**Written exercise:**
Reproduce verbatim the entries below, starting at the line that contains "Given the scene depicted in the image, detect the man's hand." and ending at the line that contains "[37,14,250,166]", with both of those lines included.

═════ Dataset entries ═════

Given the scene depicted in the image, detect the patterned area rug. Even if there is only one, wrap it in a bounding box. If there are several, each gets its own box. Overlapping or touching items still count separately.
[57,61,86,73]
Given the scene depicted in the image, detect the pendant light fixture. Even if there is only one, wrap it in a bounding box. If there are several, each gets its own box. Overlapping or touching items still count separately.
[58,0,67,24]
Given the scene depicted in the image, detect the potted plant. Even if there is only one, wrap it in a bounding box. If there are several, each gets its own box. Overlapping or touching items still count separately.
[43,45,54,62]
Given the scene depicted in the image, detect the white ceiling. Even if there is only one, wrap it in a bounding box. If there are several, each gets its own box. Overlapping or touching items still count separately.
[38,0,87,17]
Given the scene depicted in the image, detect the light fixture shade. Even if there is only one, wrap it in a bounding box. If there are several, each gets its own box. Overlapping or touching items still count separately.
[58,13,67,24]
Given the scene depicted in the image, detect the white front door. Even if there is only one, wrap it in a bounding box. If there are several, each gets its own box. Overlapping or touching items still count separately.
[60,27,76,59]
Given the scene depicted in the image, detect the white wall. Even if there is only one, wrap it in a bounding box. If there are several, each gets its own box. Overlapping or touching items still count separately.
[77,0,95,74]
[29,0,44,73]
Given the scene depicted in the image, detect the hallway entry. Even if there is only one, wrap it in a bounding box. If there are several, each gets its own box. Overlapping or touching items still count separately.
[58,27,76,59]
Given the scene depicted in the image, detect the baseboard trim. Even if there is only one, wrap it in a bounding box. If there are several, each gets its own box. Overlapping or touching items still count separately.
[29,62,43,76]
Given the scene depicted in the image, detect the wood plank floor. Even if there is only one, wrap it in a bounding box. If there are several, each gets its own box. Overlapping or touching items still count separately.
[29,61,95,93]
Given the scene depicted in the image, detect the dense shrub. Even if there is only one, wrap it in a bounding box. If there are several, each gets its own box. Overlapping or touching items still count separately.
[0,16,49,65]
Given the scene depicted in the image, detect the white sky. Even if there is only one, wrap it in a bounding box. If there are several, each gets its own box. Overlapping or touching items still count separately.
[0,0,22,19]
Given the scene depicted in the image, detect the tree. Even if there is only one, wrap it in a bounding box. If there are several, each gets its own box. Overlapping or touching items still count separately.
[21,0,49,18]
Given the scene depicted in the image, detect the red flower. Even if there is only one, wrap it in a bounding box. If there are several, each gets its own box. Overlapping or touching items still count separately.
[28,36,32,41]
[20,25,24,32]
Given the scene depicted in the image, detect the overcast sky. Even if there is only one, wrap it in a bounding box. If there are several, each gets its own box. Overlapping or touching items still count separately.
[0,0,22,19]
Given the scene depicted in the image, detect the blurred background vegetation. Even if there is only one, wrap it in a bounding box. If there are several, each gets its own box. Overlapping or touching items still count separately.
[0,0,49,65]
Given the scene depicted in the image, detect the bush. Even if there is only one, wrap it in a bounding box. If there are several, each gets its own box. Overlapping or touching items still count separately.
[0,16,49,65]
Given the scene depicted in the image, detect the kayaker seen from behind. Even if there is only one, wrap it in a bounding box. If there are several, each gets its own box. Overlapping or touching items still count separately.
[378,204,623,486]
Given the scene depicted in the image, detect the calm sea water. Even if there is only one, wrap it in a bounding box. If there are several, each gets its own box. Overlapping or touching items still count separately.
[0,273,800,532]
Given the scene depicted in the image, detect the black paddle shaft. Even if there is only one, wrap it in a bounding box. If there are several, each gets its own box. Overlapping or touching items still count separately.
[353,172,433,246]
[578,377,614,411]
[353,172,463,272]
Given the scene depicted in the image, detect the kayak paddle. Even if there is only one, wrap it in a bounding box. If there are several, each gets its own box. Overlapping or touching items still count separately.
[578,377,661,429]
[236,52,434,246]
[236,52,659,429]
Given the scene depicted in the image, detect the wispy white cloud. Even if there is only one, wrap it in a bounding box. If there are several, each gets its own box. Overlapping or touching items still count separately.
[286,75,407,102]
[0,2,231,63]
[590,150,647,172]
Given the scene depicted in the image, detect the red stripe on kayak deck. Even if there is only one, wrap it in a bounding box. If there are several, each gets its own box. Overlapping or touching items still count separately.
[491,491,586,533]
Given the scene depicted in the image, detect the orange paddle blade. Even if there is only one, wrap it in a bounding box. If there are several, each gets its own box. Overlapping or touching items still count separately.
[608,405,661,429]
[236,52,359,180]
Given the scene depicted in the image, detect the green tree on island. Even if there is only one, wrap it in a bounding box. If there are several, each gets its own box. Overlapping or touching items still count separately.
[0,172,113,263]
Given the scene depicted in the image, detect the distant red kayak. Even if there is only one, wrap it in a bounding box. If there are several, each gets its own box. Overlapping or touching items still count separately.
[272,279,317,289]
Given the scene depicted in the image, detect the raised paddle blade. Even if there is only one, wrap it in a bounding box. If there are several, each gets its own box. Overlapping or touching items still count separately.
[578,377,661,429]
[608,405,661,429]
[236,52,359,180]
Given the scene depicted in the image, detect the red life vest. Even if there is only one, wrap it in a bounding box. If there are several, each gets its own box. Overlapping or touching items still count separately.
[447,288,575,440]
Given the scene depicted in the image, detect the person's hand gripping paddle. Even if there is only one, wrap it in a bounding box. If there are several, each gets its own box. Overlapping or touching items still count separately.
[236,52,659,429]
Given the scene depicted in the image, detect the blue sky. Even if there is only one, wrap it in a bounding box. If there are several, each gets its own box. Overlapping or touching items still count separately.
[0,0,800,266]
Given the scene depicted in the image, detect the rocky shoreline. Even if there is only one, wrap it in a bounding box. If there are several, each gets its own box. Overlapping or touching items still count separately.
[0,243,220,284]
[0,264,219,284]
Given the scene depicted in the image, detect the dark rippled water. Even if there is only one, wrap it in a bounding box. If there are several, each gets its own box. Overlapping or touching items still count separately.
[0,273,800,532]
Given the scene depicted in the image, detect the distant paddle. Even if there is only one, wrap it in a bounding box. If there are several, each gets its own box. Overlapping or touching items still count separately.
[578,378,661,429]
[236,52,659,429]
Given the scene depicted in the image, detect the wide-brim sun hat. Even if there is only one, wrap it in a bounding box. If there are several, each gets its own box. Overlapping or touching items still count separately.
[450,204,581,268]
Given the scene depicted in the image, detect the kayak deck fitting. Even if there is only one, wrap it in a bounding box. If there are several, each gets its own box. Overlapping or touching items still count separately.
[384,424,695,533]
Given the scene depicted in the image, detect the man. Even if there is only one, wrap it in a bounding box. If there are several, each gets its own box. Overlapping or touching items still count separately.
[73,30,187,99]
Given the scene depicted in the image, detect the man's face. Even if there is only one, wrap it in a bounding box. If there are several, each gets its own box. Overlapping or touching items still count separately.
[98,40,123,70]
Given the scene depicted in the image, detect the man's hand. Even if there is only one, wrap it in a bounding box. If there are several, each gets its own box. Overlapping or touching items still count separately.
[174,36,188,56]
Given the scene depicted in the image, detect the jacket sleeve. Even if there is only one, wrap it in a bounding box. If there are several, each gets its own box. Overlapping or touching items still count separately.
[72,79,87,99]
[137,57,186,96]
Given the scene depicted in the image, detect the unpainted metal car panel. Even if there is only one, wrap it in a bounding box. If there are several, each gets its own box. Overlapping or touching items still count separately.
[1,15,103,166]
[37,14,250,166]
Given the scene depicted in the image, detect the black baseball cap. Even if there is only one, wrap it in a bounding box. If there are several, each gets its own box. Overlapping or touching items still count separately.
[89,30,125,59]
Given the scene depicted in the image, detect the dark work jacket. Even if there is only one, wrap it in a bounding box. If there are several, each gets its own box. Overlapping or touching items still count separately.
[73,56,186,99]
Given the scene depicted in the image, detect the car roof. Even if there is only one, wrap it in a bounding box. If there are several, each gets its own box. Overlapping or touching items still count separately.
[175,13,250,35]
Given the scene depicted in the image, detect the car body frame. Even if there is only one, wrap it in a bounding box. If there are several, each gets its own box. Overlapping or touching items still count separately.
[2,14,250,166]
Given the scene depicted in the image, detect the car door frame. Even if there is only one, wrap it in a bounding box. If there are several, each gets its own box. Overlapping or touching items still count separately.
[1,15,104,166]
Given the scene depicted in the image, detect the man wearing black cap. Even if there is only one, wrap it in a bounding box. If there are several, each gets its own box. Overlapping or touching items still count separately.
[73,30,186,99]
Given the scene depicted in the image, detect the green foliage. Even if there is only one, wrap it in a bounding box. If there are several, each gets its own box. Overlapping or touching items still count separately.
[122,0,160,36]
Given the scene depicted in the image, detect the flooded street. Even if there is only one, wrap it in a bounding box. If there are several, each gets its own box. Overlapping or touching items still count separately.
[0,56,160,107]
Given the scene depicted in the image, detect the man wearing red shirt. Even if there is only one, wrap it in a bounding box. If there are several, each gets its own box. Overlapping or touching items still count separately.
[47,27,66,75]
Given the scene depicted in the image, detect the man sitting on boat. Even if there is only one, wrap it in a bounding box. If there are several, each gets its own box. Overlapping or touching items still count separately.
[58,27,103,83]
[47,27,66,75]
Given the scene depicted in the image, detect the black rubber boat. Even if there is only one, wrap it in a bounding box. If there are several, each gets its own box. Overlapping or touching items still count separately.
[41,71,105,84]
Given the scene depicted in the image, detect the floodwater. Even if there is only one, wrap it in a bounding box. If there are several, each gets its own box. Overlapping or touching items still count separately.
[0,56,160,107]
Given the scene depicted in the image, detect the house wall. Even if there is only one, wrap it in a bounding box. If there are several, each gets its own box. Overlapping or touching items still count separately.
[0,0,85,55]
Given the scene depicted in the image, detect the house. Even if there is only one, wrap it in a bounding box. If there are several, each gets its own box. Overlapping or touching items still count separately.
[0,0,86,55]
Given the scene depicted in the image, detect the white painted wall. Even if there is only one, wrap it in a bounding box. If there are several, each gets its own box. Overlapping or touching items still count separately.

═════

**The solution:**
Given the scene depicted in the image, detect the man's hand. Even if there is only one, wrap it in a bounding box. If there are several, each gets its own box. Overlapping or touching items still count separately.
[174,36,188,56]
Given the scene depicted in the image, detect the jacket sleeve. Even if there is only one, wrap it in a bounding box. If there are several, each gets its own box. Overlapping or touching items still count separately.
[72,79,87,99]
[137,57,186,96]
Given the scene depicted in the image, detect the unpainted metal car panel. Even if there is only one, wrap it in a bounding box. If there are several, each gets its own box. Overlapping or touching items still count separately.
[1,15,103,166]
[37,14,250,166]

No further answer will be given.